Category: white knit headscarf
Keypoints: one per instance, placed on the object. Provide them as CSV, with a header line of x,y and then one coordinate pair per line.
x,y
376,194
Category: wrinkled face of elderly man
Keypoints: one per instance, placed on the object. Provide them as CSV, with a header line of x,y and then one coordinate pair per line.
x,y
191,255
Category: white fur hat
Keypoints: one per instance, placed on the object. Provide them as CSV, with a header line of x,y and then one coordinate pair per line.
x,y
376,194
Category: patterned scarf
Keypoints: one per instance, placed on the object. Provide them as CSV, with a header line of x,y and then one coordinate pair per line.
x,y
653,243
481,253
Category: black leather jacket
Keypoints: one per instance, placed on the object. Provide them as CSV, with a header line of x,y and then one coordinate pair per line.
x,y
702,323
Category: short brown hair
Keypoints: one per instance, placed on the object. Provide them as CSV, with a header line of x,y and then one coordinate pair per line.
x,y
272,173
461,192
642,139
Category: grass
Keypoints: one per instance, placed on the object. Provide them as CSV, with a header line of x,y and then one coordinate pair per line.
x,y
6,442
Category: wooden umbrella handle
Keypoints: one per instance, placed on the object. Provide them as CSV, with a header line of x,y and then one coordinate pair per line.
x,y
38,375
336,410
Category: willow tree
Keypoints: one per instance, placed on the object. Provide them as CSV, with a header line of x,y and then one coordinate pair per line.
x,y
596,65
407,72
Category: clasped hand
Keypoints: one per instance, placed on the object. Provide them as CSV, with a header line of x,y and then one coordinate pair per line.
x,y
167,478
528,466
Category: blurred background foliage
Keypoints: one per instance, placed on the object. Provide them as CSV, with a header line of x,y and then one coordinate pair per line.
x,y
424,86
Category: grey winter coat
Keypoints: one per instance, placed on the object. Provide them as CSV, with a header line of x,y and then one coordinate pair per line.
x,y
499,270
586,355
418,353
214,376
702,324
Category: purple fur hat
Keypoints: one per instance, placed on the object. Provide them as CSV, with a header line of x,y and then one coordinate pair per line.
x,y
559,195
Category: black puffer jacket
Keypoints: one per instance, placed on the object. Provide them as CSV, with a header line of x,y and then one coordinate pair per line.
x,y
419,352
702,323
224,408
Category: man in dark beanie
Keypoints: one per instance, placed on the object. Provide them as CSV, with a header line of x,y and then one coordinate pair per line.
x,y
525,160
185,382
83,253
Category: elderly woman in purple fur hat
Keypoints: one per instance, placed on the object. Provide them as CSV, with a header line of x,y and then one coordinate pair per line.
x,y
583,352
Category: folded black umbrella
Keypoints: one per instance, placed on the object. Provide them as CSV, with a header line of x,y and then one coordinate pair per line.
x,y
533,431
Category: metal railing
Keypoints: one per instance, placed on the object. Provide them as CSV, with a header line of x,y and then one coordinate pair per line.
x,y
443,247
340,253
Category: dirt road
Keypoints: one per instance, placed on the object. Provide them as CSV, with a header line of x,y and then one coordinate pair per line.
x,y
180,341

────────────────

- Required work
Using the data above, reproduce every line exactly.

- Output of the task
Category: white knit headscarf
Keypoints: one per instance, placed on the object. Provide them as CSV, with a header line of x,y and then one coordinate pair per line.
x,y
376,194
Category: wrinkled face of elderly man
Keypoints: one per instance, placed on the object. Provide them as CSV, with a header line of x,y and then one coordinate pair per line.
x,y
191,255
Category: white fur hat
Keypoints: one per instance, placed on the object. Provide them as CSV, with a header line of x,y and then one coordinate pair per line.
x,y
376,194
Category: patterned scarf
Keypoints: one per instance, placed on the object. Provide them as CSV, with a header line of x,y and then one coordinate pair per line.
x,y
653,243
481,253
Category: black leather jacket
Keypoints: one per instance, placed on the object. Provide them as CSV, with a header line of x,y and then one coordinate pair per line.
x,y
702,323
Category: short brown hair
Keypoints: one per instance, placed on the object. Provide them as CSV, with a header line of x,y and then one coordinate pair per line.
x,y
272,173
461,192
642,139
Category: grass
Keypoints: one per instance, placed on the object. Provide them as CSV, with a header line of x,y and then one coordinate pair per line.
x,y
6,442
Category: wooden umbrella handle
Keypoints: one per instance, placed on the object. Provide them as CSV, with a header line of x,y and then one coordinate pair per line.
x,y
38,375
336,410
Category: willow tree
Keypoints: one per instance, placed on the object. Provide them as CSV, with a header line of x,y and then one coordinate pair per line.
x,y
596,65
407,72
Category: clasped hand
Keypoints: one per instance, placed on the object. Provide them as CSV, with a header line of x,y and then one coordinate pair per line.
x,y
167,478
528,466
Category: blurred background foliage
Keypoints: one per instance, placed on the object. Provide them as CSV, with a header line of x,y and then one coordinate pair per line.
x,y
424,86
Category: grey winter coat
Keypoints: one per instance, placed on the object. Provide them as CSV, with a header line of x,y and then one coordinate pair per line.
x,y
499,270
586,355
418,353
214,376
702,324
Category: purple fur hat
Keypoints: one per instance, placed on the object. Provide them as CSV, with a header line of x,y and then one coordinate pair per line.
x,y
559,195
Category: black puffer jacket
Keypoints: one per instance, placed on the object. Provide them as CSV, with a header line of x,y and then one coordinate pair per line.
x,y
419,352
702,323
224,408
Category: man in dark beanie
Keypoints: one per instance, placed on the object. Provide them as CSV, with a header line of x,y and then one coordinate pair per line.
x,y
525,160
185,382
83,253
Category: elderly woman in purple fur hat
Keypoints: one per instance, placed on the object. Provide them as CSV, with a header line of x,y and then one coordinate pair per line.
x,y
583,352
Category: folded black umbrella
Keypoints: one per instance, placed on the object. Provide them as CSV, with a header line of x,y and then one coordinate pair per line.
x,y
533,431
Category: metal railing
Keypoints: one per instance, placed on the object. Provide them as CSV, with a header line of x,y and then one coordinate pair per line.
x,y
443,247
340,253
Category: dirt road
Keypoints: one per instance, placed on the object. Provide them as CSV, with a header line of x,y and then one coordinate pair per line.
x,y
180,341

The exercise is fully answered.